** Problem to work on **
Locate every line in the records below that contains the word "container" and copy each such line.

** Extracted records **
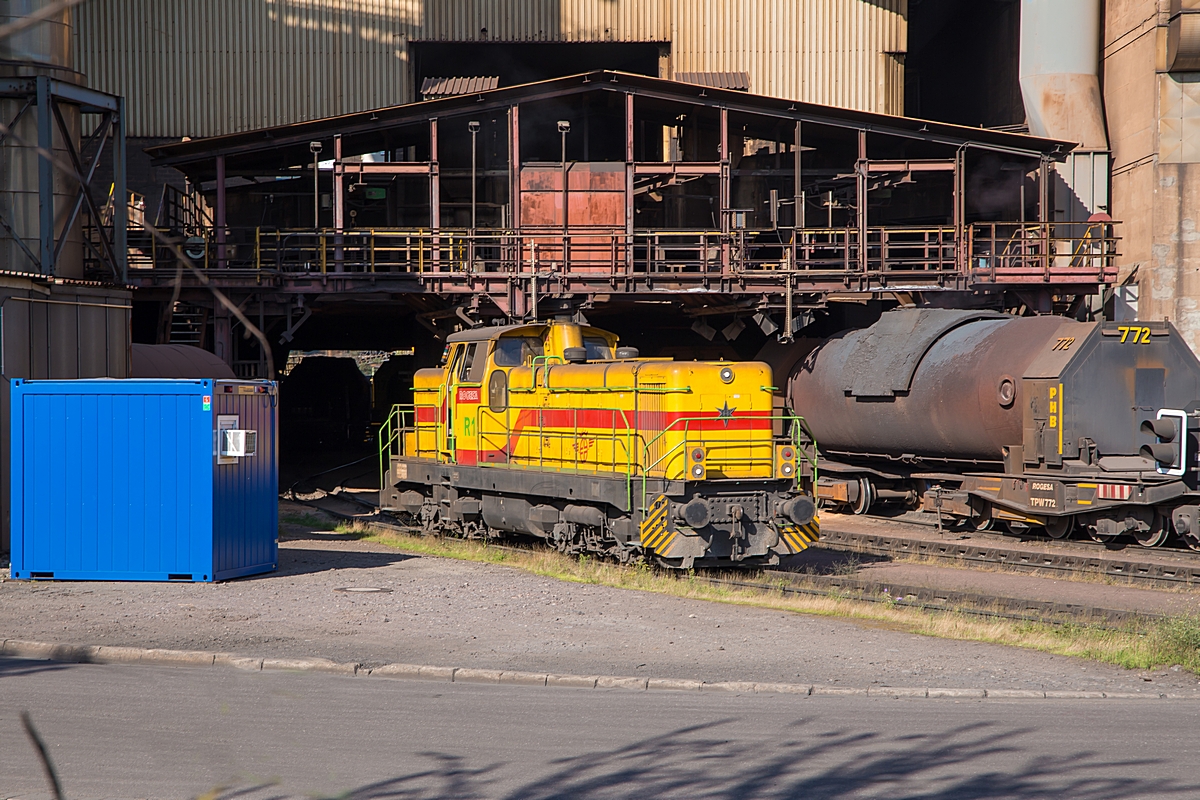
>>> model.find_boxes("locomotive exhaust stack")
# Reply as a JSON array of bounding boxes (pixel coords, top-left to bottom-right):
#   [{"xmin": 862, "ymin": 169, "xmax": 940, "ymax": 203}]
[{"xmin": 787, "ymin": 308, "xmax": 1200, "ymax": 549}]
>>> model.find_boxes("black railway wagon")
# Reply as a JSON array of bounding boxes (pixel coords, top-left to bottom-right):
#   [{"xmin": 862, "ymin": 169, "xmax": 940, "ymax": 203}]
[{"xmin": 787, "ymin": 308, "xmax": 1200, "ymax": 549}]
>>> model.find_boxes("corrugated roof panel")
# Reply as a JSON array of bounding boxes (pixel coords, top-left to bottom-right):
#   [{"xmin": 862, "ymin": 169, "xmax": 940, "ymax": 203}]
[
  {"xmin": 421, "ymin": 76, "xmax": 500, "ymax": 100},
  {"xmin": 74, "ymin": 0, "xmax": 907, "ymax": 137},
  {"xmin": 674, "ymin": 72, "xmax": 750, "ymax": 91}
]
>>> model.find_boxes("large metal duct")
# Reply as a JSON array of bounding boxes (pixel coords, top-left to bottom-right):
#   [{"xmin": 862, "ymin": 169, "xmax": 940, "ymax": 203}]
[
  {"xmin": 1020, "ymin": 0, "xmax": 1110, "ymax": 221},
  {"xmin": 0, "ymin": 0, "xmax": 83, "ymax": 278},
  {"xmin": 787, "ymin": 308, "xmax": 1064, "ymax": 462}
]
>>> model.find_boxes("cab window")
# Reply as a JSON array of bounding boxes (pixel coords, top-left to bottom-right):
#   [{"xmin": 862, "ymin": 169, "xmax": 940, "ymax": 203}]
[
  {"xmin": 458, "ymin": 342, "xmax": 487, "ymax": 384},
  {"xmin": 496, "ymin": 336, "xmax": 545, "ymax": 367},
  {"xmin": 450, "ymin": 344, "xmax": 463, "ymax": 378},
  {"xmin": 583, "ymin": 337, "xmax": 612, "ymax": 361}
]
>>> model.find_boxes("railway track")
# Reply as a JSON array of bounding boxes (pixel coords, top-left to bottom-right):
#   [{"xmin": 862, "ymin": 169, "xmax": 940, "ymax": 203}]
[
  {"xmin": 285, "ymin": 493, "xmax": 1159, "ymax": 628},
  {"xmin": 821, "ymin": 519, "xmax": 1200, "ymax": 587}
]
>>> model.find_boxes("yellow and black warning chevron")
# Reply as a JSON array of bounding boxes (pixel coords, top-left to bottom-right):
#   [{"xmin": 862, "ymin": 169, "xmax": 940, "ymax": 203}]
[
  {"xmin": 779, "ymin": 517, "xmax": 821, "ymax": 553},
  {"xmin": 641, "ymin": 494, "xmax": 676, "ymax": 554}
]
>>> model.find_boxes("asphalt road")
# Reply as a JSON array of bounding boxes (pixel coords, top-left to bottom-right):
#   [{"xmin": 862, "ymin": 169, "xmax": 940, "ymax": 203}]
[{"xmin": 0, "ymin": 660, "xmax": 1200, "ymax": 800}]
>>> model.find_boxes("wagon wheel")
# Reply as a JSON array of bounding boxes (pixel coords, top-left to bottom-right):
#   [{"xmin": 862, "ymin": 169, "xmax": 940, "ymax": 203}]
[
  {"xmin": 1133, "ymin": 511, "xmax": 1171, "ymax": 549},
  {"xmin": 850, "ymin": 475, "xmax": 875, "ymax": 515},
  {"xmin": 1046, "ymin": 517, "xmax": 1075, "ymax": 539},
  {"xmin": 966, "ymin": 503, "xmax": 996, "ymax": 534}
]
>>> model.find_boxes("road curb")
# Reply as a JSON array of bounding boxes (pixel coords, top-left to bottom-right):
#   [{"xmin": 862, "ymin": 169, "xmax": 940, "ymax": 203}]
[{"xmin": 0, "ymin": 639, "xmax": 1180, "ymax": 700}]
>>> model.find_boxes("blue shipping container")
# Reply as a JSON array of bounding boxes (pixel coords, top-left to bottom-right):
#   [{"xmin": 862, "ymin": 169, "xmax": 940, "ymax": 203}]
[{"xmin": 10, "ymin": 379, "xmax": 278, "ymax": 581}]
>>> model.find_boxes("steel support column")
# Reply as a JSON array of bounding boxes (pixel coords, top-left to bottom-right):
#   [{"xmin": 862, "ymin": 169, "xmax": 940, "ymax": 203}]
[
  {"xmin": 112, "ymin": 97, "xmax": 130, "ymax": 283},
  {"xmin": 212, "ymin": 299, "xmax": 233, "ymax": 367},
  {"xmin": 37, "ymin": 76, "xmax": 52, "ymax": 275},
  {"xmin": 430, "ymin": 116, "xmax": 442, "ymax": 270},
  {"xmin": 854, "ymin": 128, "xmax": 869, "ymax": 272},
  {"xmin": 792, "ymin": 120, "xmax": 805, "ymax": 227},
  {"xmin": 718, "ymin": 106, "xmax": 732, "ymax": 234},
  {"xmin": 625, "ymin": 91, "xmax": 634, "ymax": 271},
  {"xmin": 334, "ymin": 133, "xmax": 346, "ymax": 272}
]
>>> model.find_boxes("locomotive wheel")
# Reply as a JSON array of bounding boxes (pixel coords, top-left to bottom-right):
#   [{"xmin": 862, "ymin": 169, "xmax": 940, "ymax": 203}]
[
  {"xmin": 1133, "ymin": 511, "xmax": 1171, "ymax": 547},
  {"xmin": 850, "ymin": 475, "xmax": 875, "ymax": 516},
  {"xmin": 1046, "ymin": 517, "xmax": 1075, "ymax": 539}
]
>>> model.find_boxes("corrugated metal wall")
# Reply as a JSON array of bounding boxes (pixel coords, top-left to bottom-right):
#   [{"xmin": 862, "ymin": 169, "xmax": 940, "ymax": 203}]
[
  {"xmin": 671, "ymin": 0, "xmax": 908, "ymax": 114},
  {"xmin": 74, "ymin": 0, "xmax": 907, "ymax": 137}
]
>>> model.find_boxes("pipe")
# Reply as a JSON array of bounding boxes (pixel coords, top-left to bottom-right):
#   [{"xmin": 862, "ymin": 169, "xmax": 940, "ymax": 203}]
[{"xmin": 1020, "ymin": 0, "xmax": 1109, "ymax": 150}]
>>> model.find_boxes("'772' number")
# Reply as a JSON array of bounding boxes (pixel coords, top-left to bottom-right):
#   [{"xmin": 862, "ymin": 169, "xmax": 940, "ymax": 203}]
[{"xmin": 1117, "ymin": 325, "xmax": 1150, "ymax": 344}]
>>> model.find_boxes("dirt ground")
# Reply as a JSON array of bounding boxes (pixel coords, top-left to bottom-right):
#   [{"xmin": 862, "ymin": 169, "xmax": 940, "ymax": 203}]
[{"xmin": 0, "ymin": 510, "xmax": 1200, "ymax": 697}]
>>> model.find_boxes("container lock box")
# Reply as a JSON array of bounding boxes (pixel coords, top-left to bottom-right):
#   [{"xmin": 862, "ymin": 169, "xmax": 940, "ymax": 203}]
[{"xmin": 8, "ymin": 379, "xmax": 278, "ymax": 581}]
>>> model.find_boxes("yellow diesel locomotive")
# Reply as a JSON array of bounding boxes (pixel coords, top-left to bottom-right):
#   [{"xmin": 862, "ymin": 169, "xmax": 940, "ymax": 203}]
[{"xmin": 380, "ymin": 321, "xmax": 818, "ymax": 569}]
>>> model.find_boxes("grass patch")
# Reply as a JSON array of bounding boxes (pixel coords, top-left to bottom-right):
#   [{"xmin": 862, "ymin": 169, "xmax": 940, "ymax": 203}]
[
  {"xmin": 280, "ymin": 513, "xmax": 338, "ymax": 530},
  {"xmin": 321, "ymin": 523, "xmax": 1200, "ymax": 673}
]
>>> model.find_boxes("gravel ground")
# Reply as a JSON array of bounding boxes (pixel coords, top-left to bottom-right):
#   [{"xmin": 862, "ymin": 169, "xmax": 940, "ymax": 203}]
[{"xmin": 0, "ymin": 515, "xmax": 1200, "ymax": 697}]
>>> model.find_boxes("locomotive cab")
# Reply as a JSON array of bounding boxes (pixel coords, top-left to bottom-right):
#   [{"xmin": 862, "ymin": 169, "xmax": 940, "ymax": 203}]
[{"xmin": 380, "ymin": 321, "xmax": 818, "ymax": 569}]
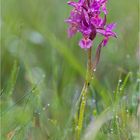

** Solution **
>>> model.find_boxes("blue shipping container")
>>> model.find_boxes("container lock box")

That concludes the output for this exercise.